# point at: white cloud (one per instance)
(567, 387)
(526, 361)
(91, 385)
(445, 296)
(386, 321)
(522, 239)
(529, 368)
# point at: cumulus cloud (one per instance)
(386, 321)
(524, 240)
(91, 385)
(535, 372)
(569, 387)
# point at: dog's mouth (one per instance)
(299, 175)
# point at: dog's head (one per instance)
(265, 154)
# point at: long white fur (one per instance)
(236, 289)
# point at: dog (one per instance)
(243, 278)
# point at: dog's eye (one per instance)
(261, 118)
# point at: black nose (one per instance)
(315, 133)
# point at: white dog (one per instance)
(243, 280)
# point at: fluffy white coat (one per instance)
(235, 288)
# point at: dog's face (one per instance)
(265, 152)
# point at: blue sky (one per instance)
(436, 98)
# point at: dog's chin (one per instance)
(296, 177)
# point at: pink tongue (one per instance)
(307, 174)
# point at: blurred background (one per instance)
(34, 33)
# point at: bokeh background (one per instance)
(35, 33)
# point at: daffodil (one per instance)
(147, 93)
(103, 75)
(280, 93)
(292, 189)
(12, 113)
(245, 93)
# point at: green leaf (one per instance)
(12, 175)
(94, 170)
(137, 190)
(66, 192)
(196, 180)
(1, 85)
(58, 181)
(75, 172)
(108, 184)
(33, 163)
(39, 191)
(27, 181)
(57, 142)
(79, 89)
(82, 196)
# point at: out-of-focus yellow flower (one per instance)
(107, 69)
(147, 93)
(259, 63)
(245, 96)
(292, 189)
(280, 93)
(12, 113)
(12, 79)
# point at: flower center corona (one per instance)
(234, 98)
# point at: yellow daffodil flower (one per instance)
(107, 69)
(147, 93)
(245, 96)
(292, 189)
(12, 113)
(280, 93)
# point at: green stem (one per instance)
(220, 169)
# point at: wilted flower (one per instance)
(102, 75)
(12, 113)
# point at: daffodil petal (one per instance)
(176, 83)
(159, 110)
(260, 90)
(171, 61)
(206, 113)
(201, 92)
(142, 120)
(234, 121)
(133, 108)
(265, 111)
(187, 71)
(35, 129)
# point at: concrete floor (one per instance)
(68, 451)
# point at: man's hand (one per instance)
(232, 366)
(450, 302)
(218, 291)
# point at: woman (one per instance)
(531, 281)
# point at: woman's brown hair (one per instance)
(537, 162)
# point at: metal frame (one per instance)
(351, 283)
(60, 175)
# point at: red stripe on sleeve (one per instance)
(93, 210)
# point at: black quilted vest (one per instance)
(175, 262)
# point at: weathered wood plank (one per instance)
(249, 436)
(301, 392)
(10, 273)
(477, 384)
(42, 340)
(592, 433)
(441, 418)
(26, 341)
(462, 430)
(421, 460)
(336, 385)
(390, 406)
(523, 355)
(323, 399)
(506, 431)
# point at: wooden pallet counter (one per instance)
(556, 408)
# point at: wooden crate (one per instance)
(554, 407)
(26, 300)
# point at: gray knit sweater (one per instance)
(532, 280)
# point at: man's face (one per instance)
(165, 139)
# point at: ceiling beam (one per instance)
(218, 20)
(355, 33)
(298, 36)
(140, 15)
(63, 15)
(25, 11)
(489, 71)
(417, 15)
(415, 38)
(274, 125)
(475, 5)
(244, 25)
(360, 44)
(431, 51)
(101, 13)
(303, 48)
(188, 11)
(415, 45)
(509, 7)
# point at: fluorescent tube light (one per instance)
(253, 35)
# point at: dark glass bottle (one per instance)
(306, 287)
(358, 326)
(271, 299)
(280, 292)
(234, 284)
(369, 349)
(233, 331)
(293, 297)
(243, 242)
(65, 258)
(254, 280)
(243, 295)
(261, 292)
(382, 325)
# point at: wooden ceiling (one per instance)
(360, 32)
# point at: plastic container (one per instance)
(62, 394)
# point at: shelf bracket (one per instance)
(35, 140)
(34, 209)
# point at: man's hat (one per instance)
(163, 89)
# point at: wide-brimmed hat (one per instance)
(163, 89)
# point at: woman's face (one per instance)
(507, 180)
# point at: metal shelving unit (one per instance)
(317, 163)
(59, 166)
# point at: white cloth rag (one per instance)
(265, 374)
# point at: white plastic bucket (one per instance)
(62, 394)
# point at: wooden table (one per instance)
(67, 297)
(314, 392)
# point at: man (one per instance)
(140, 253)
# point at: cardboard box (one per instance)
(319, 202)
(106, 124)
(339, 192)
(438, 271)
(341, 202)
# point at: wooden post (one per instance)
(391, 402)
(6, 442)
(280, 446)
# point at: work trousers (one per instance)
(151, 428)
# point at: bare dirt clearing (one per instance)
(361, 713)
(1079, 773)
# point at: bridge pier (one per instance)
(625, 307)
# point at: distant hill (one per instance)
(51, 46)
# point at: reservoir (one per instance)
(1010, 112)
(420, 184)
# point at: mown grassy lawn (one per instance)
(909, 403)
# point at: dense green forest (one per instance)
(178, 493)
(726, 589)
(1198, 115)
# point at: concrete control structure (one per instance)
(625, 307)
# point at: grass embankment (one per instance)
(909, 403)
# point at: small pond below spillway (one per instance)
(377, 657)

Short task: Every line above should be written out again exactly as it stands.

Written solution:
# point at: white cloud (one per instance)
(567, 387)
(526, 361)
(91, 385)
(445, 296)
(386, 321)
(522, 239)
(529, 368)
# point at: cumulus cloud (one per instance)
(386, 321)
(524, 240)
(91, 385)
(535, 372)
(569, 387)
# point at: dog's mouth (one per instance)
(299, 175)
# point at: dog's head (one per instance)
(265, 154)
# point at: long white fur (one per instance)
(236, 289)
# point at: dog (one per instance)
(243, 278)
# point at: dog's eye (one per instance)
(261, 118)
# point at: black nose (one per instance)
(315, 133)
# point at: white dog (one per instance)
(243, 280)
# point at: fluffy white coat (one per instance)
(235, 288)
# point at: dog's face (one per instance)
(265, 152)
# point at: blue sky (one per instance)
(436, 98)
# point at: dog's chin (one per instance)
(296, 177)
# point at: pink tongue (one per instance)
(307, 174)
# point at: blurred background (one per instance)
(34, 33)
# point at: bokeh background (one per instance)
(35, 33)
# point at: daffodil (one per instance)
(147, 93)
(103, 75)
(280, 93)
(292, 189)
(12, 113)
(245, 93)
# point at: green leaf (one per instance)
(12, 175)
(94, 170)
(137, 190)
(66, 192)
(196, 180)
(1, 85)
(58, 181)
(75, 172)
(108, 184)
(33, 163)
(39, 191)
(27, 181)
(57, 142)
(79, 89)
(82, 196)
# point at: out-of-focus yellow flower (one per instance)
(107, 69)
(147, 93)
(259, 63)
(245, 96)
(292, 189)
(280, 93)
(12, 113)
(12, 79)
# point at: flower center corona (one per instance)
(234, 98)
# point at: yellow daffodil flower (one per instance)
(107, 69)
(147, 93)
(245, 96)
(292, 189)
(12, 113)
(280, 93)
# point at: green stem (one per instance)
(220, 169)
# point at: wilted flower (one per instance)
(102, 75)
(12, 113)
# point at: daffodil petal (one per instance)
(176, 83)
(159, 110)
(260, 90)
(171, 61)
(206, 113)
(201, 92)
(142, 120)
(234, 121)
(133, 108)
(265, 111)
(187, 71)
(35, 129)
# point at: concrete floor (one per instance)
(68, 451)
# point at: man's hand (one per instance)
(232, 366)
(450, 302)
(218, 291)
# point at: woman (one per instance)
(531, 281)
# point at: woman's brown hair (one per instance)
(537, 162)
# point at: metal frame (one per instance)
(351, 283)
(60, 175)
# point at: red stripe on sleeve (one per instance)
(93, 210)
# point at: black quilted vest (one per instance)
(175, 262)
# point at: weathered wood plank (one per instance)
(249, 436)
(301, 392)
(10, 273)
(477, 384)
(42, 340)
(592, 433)
(441, 418)
(26, 341)
(462, 430)
(421, 460)
(336, 385)
(390, 406)
(523, 355)
(323, 399)
(506, 431)
# point at: wooden pallet counter (one per instance)
(556, 408)
# point at: wooden crate (one per instance)
(554, 407)
(26, 300)
# point at: gray knit sweater (one per instance)
(532, 280)
# point at: man's face (one per instance)
(165, 139)
# point at: ceiling beam (one per instance)
(218, 20)
(355, 33)
(298, 36)
(140, 15)
(63, 15)
(25, 11)
(489, 71)
(417, 15)
(415, 38)
(274, 125)
(475, 5)
(244, 25)
(360, 44)
(431, 51)
(101, 13)
(303, 48)
(188, 11)
(415, 45)
(509, 7)
# point at: fluorescent tube light (one per instance)
(253, 35)
# point at: dark glass bottle (one per instance)
(306, 287)
(358, 326)
(271, 299)
(280, 292)
(234, 284)
(369, 349)
(233, 331)
(293, 297)
(243, 242)
(65, 258)
(254, 280)
(243, 295)
(261, 292)
(382, 325)
# point at: wooden ceiling (one per instance)
(360, 32)
# point at: plastic container (one per instance)
(62, 394)
# point at: shelf bracket (one per instance)
(35, 140)
(34, 209)
# point at: man's hat (one per instance)
(163, 89)
# point at: wide-brimmed hat (one per instance)
(163, 89)
# point at: woman's face (one per instance)
(507, 180)
# point at: metal shelving unit (one per instance)
(317, 163)
(59, 166)
# point at: white cloth rag (one per instance)
(265, 374)
# point at: white plastic bucket (one per instance)
(62, 394)
# point at: wooden table (one per instance)
(67, 297)
(314, 392)
# point at: man (one per instance)
(140, 253)
# point at: cardboard box (one per instance)
(319, 202)
(106, 124)
(339, 192)
(438, 271)
(341, 202)
# point at: wooden post (one per instance)
(391, 402)
(6, 442)
(280, 446)
# point at: work trousers (one per instance)
(151, 428)
# point at: bare dirt clearing (one per instance)
(361, 713)
(1079, 773)
# point at: bridge pier (one per instance)
(625, 307)
# point at: distant hill (one per instance)
(51, 46)
# point at: reservoir (one per instance)
(1010, 112)
(420, 184)
# point at: mown grassy lawn (one per instance)
(909, 403)
# point at: dense green forest (one per instance)
(178, 493)
(726, 589)
(1198, 115)
# point at: concrete control structure (one per instance)
(625, 307)
# point at: grass embankment (one per instance)
(909, 403)
# point at: small pond below spillway (one per instance)
(377, 657)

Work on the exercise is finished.